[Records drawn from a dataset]
^^^^

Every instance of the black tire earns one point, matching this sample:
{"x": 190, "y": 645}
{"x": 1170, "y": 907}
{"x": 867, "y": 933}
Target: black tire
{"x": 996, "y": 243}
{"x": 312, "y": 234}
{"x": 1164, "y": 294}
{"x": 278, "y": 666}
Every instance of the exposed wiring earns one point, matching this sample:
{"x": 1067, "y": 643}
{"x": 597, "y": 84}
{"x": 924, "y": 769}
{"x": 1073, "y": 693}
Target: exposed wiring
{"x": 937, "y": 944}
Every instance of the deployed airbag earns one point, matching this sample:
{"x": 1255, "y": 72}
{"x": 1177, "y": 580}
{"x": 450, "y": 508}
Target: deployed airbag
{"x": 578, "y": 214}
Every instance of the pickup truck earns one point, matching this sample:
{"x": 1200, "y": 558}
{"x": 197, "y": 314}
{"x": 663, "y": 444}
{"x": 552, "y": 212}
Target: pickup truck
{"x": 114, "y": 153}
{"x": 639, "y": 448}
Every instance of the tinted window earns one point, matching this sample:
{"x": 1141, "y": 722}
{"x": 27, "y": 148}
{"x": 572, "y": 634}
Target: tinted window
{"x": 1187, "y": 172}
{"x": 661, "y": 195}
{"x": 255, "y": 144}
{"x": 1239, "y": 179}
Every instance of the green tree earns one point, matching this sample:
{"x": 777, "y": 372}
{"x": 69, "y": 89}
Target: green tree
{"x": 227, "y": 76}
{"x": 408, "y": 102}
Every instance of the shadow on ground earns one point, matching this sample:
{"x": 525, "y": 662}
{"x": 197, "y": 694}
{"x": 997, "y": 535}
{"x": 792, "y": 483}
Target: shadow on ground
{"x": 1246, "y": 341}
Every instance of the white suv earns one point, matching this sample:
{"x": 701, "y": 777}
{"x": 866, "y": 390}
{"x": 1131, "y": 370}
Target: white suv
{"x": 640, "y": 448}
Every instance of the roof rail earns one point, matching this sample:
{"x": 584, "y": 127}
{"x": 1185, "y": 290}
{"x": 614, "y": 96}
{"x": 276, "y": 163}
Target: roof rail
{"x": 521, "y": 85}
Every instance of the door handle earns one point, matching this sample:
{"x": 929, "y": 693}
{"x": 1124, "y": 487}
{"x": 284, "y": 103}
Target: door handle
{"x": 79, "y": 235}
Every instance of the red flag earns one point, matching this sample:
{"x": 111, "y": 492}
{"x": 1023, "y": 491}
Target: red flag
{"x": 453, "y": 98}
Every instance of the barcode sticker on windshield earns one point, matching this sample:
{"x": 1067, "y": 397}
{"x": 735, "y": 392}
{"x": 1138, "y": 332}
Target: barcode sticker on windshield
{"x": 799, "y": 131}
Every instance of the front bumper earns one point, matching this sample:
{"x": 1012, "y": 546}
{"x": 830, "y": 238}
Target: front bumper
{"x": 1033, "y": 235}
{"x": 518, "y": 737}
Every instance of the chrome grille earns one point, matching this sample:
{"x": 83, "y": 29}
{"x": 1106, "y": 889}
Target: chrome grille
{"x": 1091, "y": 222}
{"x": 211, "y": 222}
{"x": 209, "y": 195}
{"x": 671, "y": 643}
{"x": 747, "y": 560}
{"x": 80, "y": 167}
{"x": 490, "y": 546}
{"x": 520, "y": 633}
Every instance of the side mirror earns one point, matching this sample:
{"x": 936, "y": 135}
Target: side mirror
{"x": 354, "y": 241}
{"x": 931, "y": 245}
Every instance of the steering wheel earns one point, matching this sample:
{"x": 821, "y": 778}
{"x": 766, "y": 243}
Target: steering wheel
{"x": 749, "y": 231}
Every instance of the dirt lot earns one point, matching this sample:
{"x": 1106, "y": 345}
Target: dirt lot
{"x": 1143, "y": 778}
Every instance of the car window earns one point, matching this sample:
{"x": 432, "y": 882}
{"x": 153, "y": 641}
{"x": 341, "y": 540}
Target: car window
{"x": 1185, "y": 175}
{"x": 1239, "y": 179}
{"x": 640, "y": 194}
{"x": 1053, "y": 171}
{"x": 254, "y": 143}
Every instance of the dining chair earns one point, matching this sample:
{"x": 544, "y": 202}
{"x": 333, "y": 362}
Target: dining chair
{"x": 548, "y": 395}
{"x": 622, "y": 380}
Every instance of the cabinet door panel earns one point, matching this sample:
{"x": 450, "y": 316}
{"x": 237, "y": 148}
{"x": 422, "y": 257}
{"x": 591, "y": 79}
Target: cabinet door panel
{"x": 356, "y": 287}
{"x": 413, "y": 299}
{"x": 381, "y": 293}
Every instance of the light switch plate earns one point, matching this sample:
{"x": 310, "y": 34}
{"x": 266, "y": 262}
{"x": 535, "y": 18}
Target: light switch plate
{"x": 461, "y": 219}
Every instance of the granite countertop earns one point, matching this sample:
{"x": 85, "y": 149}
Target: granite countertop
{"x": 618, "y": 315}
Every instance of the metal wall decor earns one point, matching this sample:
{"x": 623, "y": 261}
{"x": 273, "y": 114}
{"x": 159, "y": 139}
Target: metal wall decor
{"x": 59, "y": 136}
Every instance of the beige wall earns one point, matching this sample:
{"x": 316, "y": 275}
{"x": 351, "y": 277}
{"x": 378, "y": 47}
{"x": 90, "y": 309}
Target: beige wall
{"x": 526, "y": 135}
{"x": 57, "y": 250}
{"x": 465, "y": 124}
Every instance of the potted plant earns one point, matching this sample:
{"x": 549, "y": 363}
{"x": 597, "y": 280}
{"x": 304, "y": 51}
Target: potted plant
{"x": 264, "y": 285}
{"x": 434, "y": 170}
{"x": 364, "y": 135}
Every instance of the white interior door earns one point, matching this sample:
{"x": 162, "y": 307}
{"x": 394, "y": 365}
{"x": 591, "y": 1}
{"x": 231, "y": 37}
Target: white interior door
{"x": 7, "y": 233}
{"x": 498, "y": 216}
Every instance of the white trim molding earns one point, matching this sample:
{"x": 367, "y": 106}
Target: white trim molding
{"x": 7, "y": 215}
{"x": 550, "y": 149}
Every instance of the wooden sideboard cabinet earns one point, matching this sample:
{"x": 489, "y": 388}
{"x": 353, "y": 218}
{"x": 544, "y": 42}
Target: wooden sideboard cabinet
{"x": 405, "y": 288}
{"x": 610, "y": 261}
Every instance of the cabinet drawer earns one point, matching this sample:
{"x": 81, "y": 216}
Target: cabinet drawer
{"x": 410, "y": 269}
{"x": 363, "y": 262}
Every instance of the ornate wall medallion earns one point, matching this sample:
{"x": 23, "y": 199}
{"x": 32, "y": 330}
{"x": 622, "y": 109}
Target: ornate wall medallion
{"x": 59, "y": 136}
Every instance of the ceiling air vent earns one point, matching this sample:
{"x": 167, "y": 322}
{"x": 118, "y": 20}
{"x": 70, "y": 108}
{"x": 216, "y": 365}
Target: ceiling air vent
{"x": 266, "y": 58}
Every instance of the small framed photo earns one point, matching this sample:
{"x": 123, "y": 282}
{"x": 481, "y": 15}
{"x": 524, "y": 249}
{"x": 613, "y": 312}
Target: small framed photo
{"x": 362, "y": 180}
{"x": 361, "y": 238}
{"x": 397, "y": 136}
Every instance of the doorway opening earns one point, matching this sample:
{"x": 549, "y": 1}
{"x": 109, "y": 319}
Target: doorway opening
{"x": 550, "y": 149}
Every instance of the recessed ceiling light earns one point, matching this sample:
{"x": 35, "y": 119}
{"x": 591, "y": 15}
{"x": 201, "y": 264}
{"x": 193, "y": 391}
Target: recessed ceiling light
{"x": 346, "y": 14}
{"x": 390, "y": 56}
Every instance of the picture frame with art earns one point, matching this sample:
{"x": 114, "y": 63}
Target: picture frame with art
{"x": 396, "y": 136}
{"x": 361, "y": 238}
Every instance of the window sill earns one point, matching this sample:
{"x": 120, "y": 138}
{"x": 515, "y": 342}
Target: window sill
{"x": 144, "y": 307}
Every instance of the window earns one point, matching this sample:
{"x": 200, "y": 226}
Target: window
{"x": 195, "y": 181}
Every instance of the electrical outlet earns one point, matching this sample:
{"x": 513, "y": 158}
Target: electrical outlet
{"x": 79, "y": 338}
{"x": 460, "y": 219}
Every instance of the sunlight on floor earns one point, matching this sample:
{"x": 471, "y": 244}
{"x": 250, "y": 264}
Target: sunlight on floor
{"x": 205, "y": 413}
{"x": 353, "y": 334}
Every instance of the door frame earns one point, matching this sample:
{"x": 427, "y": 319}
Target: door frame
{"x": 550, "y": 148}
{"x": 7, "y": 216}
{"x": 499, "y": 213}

^^^^

**WORK ITEM:**
Only the lines from the one with "Every instance of the door frame" through the final line above belong in the answer, each reproduced word for word.

**WRITTEN SOLUTION:**
Every instance of the door frame earns one point, matching this sample:
{"x": 427, "y": 319}
Target: door frame
{"x": 550, "y": 148}
{"x": 7, "y": 216}
{"x": 499, "y": 213}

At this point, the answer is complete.